» **REQUIRED WORK**:
1. Reproduce word for word the part of the dental emergencies article starting at "Whether your tooth" and ending at "can be repaired.".
2. In the dental emergencies article, what advice does the Colgate Oral and Dental Health Resource Center offer?

#### DOCUMENT EXTRACT

If most people were asked what professional they hate visiting the most, a large majority would probably say dentists. However, given the importance of good dental care, visiting a dentist is usually done at least once a year or more barring any dental emergencies. Dental emergencies happen to many of us at one time or another.
The American Academy of Family Physicians states that dental emergencies are very common in America. Just what is a dental emergency that warrants a quick trip to the dentist? Obviously, a bad toothache is a sure sign that you want to see the dentist. However, sometimes medications may help relieve the pain depending on what’s causing the pain. Toothache aside, here are three top reasons to rush to the dentist.
When a tooth gets knocked out it’s a true emergency that requires a dentist’s attention as soon as possible. There’s a good chance that the tooth can be reinserted into the mouth and saved but only if you take the proper emergency measures. Pick up the tooth by the crown, which is the part that’s visible when it’s in your mouth. Make sure you don’t touch the root or you could damage it further.
Rinse it off very gently with water to make sure it’s clean. Make sure you don’t scrub it. As gently as you can, put the tooth back in your mouth and in the socket in exactly the same position it was in, making sure to not force it. Hold it in place until you can bite down on it. You want to bite gently but still trying to hold it in place.
If you can’t get it in the socket, you can put it either in a small covered bowl or in a glass of milk. According to WebMD, the sooner you can get the tooth in the socket, the better chance you have of saving the tooth. Tooth that have the best chance of survival are those reinserted within an hour.
If your tooth is loose or out of alignment, it’s vital that you see a dentist as soon as possible. Failure to get it taken care of can result it breaking off, falling out or even being swallowed accidentally. It can also cause pain if it’s not taken care of as soon as possible.
According to East Side Smiles, “before you can actually get to the dentist, try to put the tooth back in its place and gently bite down to hold it in place. Do not force the tooth or you can cause pain and more problems. If the dentist sees you right away, there’s a good chance the tooth can be anchored to adjacent teeth.”
Whether your tooth is cracked, chipped or fractured, it’s generally a dental emergency if you’re in pain. A chipped tooth may not cause any pain, so you can wait a couple days to see the dentist. If the tooth is fractured or cracked, it’s generally an indication that there may be damage to either the inside of the tooth, the outside or both. It definitely constitutes a dental emergency.
If the fracture is caused by facial damage, apply some ice or a cold compress to the face to reduce or eliminate swelling. You may also wish to take some mild pain relief medication until you actually get to the dentist and get the tooth fixed. Although the dentist may need to take an x-ray, chances are good that the tooth can be repaired.
Knowing when you have a true dental emergency can be very difficult. We all have a different definition of what’s an emergency and what can wait. The Colgate Oral and Dental Health Resource Center offers the following advice: if it hurts, it’s an emergency. This may very well be advice worth following.

########
#### DATA EXTRACT

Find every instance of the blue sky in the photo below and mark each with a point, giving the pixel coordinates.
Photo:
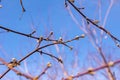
(51, 15)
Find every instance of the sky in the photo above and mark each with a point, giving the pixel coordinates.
(52, 15)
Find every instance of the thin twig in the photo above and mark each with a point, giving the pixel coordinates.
(116, 40)
(21, 3)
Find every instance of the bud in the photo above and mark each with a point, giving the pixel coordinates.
(111, 64)
(72, 1)
(48, 64)
(83, 35)
(95, 21)
(69, 78)
(0, 6)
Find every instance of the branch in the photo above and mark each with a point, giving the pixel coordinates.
(116, 40)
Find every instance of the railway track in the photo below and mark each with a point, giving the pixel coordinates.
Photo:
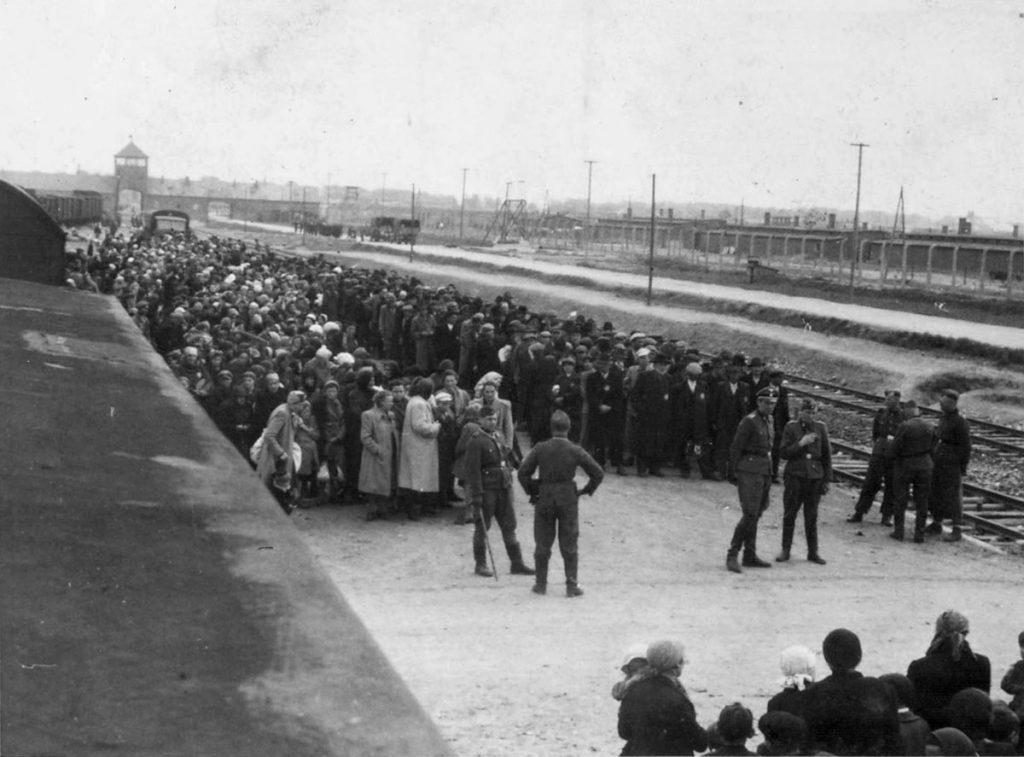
(992, 516)
(1000, 438)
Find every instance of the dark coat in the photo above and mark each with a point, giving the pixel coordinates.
(656, 717)
(848, 713)
(937, 677)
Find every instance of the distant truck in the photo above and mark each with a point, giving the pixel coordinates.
(389, 228)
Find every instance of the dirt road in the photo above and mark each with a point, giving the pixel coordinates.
(503, 671)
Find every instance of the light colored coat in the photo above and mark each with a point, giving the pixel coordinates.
(278, 437)
(380, 453)
(419, 470)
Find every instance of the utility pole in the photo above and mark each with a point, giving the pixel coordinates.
(650, 260)
(462, 208)
(855, 253)
(412, 227)
(590, 174)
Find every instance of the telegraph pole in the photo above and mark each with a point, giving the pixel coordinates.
(462, 208)
(650, 260)
(855, 253)
(590, 175)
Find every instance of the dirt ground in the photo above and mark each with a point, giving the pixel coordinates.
(503, 671)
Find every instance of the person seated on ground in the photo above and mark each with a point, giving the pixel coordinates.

########

» **SOLVED TASKS**:
1.
Whether your tooth is cracked, chipped or fractured, it’s generally a dental emergency if you’re in pain. A chipped tooth may not cause any pain, so you can wait a couple days to see the dentist. If the tooth is fractured or cracked, it’s generally an indication that there may be damage to either the inside of the tooth, the outside or both. It definitely constitutes a dental emergency.
If the fracture is caused by facial damage, apply some ice or a cold compress to the face to reduce or eliminate swelling. You may also wish to take some mild pain relief medication until you actually get to the dentist and get the tooth fixed. Although the dentist may need to take an x-ray, chances are good that the tooth can be repaired.

2. If it hurts, it's an emergency.